▶ WORK INSTRUCTIONS: What do the lines say from the one containing "Identify the frosted" to the end of the records? Restate them word for word, and only those.

▶ ITEMS:
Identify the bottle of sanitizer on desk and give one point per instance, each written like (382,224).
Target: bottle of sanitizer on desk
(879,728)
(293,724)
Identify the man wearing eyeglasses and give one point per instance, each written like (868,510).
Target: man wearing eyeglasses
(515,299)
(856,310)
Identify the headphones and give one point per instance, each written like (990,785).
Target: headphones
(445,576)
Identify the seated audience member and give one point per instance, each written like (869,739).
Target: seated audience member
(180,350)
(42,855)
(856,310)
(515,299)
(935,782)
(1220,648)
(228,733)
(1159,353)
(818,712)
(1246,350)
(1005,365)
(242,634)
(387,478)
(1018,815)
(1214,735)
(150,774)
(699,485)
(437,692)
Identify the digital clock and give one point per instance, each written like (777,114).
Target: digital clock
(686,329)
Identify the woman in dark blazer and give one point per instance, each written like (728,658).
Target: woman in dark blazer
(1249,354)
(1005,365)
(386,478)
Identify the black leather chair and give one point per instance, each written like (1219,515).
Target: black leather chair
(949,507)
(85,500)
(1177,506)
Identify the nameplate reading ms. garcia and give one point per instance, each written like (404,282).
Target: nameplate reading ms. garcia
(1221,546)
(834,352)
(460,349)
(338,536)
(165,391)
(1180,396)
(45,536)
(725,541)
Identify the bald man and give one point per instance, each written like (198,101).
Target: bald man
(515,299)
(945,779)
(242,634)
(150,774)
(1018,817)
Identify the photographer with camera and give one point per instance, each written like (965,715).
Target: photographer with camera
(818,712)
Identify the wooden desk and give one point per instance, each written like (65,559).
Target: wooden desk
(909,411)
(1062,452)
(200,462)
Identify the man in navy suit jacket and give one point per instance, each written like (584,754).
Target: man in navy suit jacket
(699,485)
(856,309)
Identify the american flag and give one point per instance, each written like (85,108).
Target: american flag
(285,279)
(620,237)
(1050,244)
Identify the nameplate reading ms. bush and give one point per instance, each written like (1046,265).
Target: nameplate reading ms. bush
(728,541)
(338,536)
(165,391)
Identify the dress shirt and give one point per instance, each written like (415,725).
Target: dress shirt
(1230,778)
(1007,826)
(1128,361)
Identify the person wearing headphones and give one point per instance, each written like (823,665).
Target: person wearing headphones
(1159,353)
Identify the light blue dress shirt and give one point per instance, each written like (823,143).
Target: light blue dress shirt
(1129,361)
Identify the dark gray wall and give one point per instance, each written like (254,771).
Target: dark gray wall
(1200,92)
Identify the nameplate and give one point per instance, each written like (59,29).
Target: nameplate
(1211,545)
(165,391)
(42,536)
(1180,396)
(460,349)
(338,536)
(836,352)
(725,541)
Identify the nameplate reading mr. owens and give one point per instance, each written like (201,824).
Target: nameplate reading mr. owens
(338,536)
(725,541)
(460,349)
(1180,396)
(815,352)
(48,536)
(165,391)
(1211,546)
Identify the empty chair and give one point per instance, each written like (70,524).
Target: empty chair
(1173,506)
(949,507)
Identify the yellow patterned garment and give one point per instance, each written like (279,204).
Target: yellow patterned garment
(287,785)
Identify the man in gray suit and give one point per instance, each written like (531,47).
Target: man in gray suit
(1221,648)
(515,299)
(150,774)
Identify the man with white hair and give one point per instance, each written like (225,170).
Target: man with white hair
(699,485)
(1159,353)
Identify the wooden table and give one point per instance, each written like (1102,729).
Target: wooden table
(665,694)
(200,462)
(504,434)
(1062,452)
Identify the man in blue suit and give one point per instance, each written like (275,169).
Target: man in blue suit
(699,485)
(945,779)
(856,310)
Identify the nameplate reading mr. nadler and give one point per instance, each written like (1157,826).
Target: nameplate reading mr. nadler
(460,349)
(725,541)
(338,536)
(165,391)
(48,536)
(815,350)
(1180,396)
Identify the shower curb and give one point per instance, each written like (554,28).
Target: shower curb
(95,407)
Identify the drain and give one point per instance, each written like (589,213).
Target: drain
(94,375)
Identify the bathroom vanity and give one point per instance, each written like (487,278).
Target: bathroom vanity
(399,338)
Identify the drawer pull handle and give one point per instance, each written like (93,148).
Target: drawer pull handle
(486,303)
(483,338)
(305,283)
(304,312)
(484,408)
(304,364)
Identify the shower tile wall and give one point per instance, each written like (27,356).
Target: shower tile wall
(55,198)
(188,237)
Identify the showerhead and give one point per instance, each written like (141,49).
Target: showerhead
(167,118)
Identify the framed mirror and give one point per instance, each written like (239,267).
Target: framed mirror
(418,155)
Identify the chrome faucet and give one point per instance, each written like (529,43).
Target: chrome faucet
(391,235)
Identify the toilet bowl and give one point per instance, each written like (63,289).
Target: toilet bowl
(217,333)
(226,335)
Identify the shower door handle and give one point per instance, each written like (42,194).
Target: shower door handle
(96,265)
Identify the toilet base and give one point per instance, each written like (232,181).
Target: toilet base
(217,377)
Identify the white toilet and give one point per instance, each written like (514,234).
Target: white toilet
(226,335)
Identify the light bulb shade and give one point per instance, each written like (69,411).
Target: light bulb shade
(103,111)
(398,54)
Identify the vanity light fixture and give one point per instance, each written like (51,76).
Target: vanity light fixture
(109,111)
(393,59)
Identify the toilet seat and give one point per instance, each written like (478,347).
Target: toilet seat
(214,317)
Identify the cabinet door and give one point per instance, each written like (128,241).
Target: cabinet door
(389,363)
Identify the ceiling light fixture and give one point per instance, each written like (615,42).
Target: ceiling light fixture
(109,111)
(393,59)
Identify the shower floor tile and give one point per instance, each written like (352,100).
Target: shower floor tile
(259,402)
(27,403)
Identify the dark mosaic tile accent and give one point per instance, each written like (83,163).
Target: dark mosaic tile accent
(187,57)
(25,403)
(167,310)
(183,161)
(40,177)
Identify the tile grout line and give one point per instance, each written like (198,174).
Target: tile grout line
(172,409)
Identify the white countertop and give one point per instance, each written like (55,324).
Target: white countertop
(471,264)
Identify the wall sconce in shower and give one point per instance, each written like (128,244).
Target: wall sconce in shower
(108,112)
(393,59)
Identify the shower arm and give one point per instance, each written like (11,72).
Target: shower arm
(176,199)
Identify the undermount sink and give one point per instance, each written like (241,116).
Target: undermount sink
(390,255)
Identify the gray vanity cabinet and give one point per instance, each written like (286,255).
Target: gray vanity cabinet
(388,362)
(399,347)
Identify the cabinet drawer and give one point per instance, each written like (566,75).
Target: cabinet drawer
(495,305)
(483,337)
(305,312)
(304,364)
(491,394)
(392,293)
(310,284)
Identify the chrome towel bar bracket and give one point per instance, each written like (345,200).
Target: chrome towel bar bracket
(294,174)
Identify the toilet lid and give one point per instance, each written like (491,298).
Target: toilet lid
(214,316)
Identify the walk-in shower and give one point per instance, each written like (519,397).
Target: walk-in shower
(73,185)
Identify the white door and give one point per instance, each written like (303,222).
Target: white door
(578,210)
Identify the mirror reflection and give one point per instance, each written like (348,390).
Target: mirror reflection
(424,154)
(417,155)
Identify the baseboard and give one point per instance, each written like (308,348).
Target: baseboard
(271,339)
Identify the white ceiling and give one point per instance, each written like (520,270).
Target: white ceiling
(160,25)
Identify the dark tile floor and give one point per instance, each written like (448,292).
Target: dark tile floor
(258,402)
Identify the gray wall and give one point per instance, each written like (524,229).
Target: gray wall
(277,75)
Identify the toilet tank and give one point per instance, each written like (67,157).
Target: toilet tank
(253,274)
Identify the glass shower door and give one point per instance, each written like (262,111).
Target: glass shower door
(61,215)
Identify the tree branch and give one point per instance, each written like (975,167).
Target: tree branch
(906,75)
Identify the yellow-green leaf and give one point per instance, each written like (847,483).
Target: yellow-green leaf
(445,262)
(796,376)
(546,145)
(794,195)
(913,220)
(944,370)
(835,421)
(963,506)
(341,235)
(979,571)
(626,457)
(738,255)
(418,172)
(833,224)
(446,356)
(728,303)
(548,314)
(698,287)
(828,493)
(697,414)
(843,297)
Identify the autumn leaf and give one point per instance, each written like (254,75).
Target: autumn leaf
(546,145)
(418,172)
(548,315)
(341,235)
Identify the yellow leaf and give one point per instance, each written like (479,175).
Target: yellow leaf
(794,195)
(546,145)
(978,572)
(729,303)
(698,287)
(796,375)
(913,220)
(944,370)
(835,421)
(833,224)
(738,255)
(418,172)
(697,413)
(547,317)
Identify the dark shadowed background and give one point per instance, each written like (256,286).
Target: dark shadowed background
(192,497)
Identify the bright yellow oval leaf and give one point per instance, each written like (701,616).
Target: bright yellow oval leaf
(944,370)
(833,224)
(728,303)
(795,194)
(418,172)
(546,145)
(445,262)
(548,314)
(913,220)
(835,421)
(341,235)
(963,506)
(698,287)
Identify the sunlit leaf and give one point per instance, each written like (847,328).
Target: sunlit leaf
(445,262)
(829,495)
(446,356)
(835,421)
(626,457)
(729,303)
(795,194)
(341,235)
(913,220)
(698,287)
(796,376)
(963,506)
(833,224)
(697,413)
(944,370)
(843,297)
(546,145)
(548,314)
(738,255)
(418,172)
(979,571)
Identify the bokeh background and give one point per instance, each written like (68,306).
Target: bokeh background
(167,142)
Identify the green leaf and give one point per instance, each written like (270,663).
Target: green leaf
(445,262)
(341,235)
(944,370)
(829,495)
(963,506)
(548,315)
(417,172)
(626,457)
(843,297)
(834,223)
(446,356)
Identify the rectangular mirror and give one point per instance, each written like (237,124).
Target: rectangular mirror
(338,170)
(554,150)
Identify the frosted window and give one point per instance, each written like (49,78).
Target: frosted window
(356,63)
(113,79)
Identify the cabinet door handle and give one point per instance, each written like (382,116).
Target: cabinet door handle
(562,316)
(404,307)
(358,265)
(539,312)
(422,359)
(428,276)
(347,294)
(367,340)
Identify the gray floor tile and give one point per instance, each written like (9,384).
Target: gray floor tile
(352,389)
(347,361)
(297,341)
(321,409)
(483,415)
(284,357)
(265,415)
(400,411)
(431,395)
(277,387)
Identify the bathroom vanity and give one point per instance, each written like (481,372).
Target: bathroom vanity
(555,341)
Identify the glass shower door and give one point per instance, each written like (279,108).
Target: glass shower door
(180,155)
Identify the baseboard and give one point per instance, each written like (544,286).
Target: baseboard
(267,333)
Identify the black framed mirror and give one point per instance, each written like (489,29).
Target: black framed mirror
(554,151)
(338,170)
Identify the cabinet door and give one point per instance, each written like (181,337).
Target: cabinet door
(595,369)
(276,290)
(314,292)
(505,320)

▶ SOLVED PROBLEM:
Identify the frosted window and give one point per instance, each written like (49,78).
Target: frosted window
(356,63)
(113,79)
Identify the cabinet door handle and give one point per instance, each written like (382,116).
Target: cabinet door handle
(562,316)
(404,307)
(358,265)
(539,312)
(422,359)
(428,276)
(347,294)
(367,340)
Identify the gray floor tile and give one point per instance, each written like (9,384).
Target: gray floor tile
(352,389)
(347,361)
(297,341)
(321,409)
(483,415)
(284,357)
(265,415)
(400,411)
(431,395)
(277,387)
Identify the bathroom vanity and give one point per instance, each written like (481,372).
Target: bathroom vanity
(555,341)
Identify the glass shower door and give one point per instance, each written like (279,108).
Target: glass shower door
(180,155)
Identify the baseboard and give one point per instance, each written like (544,286).
Target: baseboard
(267,333)
Identify the black framed mirror and give one point per instance, each written like (489,29).
Target: black framed mirror
(554,151)
(338,170)
Identify the cabinet door and give one point per instance, each written like (181,337).
Target: cabinet door
(595,369)
(276,290)
(314,292)
(505,320)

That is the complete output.